Metin alıntısı ▸

=-=-=-=-=

Rusya’dan tedarik edilen silah sistemleri arasında, S-300 hava savunma sistemleri de dahil olmak üzere, çeşitli karadan havaya ve havadan havaya füze sistemleri ile iki farklı türde taarruz helikopterleri mevcut. Bu sistemlere ilaveten Mısır silahlı kuvvetleri, 2015 yılında imzalanan bir anlaşma temelinde 50 adet MiG-29 muharip uçağı da Rusya’dan tedarik ederek 2020 yılı itibarıyla hizmete koymuş durumda. Benzer şekilde, Kahire yönetimi 24 adet Su-35 muharip uçak tedariki için 2018 yılında da Rusya ile bir anlaşma imzalamıştı. Ancak bu anlaşma, ABD’nin yaptırım tehditleri sonucunda bugüne dek tahakkuk etmiş değil.
Mısır’ın Rusya’dan ithal ettiği silah sistemlerine bakıldığında, kahir ekseriyetinin hava kuvvetlerinin ihtiyaçlarını karşılamaya yönelik olduğu görülüyor. Bu durum, Mısır savunma sanayi planlamasında, özellikle hava savunma ve silah mühimmat sistemlerinde, ABD’ye mutlak bağımlılıktan çok taraflı işbirliklerine geçme isteğinin bir emaresi olarak görülebilir. Bu çok taraflı savunma sanayi işbirliklerinde ise, başlıca alternatif tedarik kaynağını Rusya teşkil ediyor.
Ekonomik parametreler, Mısır ile Rusya arasındaki önemli ortaklığın üçüncü sütununu oluşturuyor. Kronik bütçe açığı, Mısır Lirası’ndaki muazzam değer kaybı, yüksek enflasyon gibi çok sayıda iktisadi sorun ile karşı karşıya bulunan el-Sisi idaresi, siyasi meşruiyeti noktasında da oldukça mühim olan ekonomik kalkınma hedefini dış politika öncelikleri arasında değerlendiriyor. Bu genel yaklaşımın elbette Rusya ile ilişkilere de yansımaları bulunuyor.
Rusya ile ikili ticari münasebetlerin hızlı ve istikrarlı bir biçimde gelişmesi, Mısır yönetiminin amaçları arasında en ön sıralarda yer alıyor. İki ülke arasındaki ticaret hacmi 2023 yılında 5 milyar dolar seviyesini aşmış durumda. Ne var ki iki ülke arasındaki ticarette Mısır aleyhine çok büyük bir dengesizlik mevcut. Bu dengesizliğin bir nebze giderilmesi, Dışişleri Bakanı Bedir Abdulati’nin Moskova ziyaretinde vurguladığı konulardan birisi oldu. Yine de Mısır, Rusya’nın Afrika kıtasındaki en büyük ticaret ortağı. Rusya’nın kıta ülkeleri ile yaptığı ticarette, yüzde 16’lık oranla Mısır birinci sırada geliyor.

=-=-=-=-=

(Adlandırılmış nesne işaretleme kayıtları)
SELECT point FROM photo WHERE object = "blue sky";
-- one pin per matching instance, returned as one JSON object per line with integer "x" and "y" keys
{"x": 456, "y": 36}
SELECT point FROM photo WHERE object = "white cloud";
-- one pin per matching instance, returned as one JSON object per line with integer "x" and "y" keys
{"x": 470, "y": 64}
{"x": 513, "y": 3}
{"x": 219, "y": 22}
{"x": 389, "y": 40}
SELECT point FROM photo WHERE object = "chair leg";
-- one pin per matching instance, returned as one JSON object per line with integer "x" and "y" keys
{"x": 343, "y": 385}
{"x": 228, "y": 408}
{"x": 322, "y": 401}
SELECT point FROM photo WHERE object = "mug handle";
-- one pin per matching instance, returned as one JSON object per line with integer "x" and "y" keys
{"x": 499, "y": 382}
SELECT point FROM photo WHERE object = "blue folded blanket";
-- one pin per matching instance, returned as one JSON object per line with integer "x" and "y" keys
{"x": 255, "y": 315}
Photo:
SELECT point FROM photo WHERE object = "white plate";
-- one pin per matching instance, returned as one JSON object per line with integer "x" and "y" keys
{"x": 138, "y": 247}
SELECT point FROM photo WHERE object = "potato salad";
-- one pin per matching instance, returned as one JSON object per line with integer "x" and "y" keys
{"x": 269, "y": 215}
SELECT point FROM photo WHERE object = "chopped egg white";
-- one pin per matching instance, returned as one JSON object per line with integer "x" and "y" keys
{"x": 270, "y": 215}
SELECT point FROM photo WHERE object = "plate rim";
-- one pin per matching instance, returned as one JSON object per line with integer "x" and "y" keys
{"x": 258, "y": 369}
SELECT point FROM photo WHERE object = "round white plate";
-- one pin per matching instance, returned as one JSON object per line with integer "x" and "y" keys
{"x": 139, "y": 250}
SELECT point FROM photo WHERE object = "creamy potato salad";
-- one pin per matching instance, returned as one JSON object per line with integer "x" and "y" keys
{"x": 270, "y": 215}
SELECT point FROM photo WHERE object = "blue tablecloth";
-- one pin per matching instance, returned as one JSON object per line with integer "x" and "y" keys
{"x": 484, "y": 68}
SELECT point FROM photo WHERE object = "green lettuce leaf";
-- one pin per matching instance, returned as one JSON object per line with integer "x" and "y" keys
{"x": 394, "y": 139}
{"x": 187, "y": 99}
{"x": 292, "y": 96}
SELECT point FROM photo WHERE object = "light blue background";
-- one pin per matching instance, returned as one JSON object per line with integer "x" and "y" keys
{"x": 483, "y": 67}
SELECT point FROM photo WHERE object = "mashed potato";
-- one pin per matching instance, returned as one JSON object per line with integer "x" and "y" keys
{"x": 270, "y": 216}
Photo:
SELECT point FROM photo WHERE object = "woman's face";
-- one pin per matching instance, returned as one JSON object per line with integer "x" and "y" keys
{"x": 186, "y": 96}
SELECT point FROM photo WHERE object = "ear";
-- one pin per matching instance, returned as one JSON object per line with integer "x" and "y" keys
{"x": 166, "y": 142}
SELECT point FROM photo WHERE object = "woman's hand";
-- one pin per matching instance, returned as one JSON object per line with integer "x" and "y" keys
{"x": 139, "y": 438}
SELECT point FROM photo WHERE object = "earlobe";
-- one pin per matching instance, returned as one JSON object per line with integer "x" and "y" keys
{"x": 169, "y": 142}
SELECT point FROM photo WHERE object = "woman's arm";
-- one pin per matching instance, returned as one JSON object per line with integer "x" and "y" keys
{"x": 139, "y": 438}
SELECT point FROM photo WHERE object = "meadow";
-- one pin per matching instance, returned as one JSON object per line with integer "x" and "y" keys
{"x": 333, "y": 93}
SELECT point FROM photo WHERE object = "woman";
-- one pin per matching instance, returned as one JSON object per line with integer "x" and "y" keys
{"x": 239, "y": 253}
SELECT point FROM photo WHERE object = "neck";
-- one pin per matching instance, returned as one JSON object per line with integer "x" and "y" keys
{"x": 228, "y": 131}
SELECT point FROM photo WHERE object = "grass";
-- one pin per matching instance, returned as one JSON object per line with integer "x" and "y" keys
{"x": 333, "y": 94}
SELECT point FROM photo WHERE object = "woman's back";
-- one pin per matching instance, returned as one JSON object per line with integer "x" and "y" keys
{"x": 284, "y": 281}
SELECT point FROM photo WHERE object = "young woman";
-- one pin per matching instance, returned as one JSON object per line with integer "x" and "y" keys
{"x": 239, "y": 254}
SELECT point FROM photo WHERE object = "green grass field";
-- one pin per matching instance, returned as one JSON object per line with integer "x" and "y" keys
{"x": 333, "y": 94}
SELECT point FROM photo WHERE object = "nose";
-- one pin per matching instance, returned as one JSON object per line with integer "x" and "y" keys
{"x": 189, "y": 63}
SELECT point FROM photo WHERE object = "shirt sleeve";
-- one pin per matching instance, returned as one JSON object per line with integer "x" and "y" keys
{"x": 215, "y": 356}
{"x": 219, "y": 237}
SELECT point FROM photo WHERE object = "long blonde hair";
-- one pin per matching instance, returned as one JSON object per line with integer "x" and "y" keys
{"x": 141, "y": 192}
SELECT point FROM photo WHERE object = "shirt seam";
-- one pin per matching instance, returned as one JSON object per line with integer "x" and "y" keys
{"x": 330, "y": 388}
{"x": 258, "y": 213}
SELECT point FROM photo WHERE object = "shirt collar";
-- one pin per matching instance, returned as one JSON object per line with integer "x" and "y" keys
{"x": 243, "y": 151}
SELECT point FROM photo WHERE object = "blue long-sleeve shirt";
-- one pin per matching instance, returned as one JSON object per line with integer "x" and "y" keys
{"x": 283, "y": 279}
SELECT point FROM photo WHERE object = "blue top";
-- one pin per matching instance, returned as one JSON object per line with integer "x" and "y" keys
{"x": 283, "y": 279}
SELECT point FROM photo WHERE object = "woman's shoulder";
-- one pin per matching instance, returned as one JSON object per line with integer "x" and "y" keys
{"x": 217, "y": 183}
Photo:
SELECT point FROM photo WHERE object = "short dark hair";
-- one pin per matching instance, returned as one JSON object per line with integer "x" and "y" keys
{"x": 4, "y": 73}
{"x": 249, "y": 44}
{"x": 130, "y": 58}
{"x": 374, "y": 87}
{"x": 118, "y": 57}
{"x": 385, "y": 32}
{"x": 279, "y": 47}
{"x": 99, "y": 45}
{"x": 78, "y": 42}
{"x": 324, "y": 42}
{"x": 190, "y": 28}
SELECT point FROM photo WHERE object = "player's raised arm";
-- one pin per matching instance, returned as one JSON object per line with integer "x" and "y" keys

=-=-=-=-=

Görev yönergesi ▸ Mısır-Rusya ilişkileri metninde "Ekonomik parametreler, Mısır" ile başlayıp "de yansımaları bulunuyor." ile biten bölümü, "yüksek enflasyon" ifadesini "süregiden enflasyon" ile değiştirerek lütfen yeniden yazın.

Yazılı cevap ▸
Ekonomik parametreler, Mısır ile Rusya arasındaki önemli ortaklığın üçüncü sütununu oluşturuyor. Kronik bütçe açığı, Mısır Lirası’ndaki muazzam değer kaybı, süregiden enflasyon gibi çok sayıda iktisadi sorun ile karşı karşıya bulunan el-Sisi idaresi, siyasi meşruiyeti noktasında da oldukça mühim olan ekonomik kalkınma hedefini dış politika öncelikleri arasında değerlendiriyor. Bu genel yaklaşımın elbette Rusya ile ilişkilere de yansımaları bulunuyor.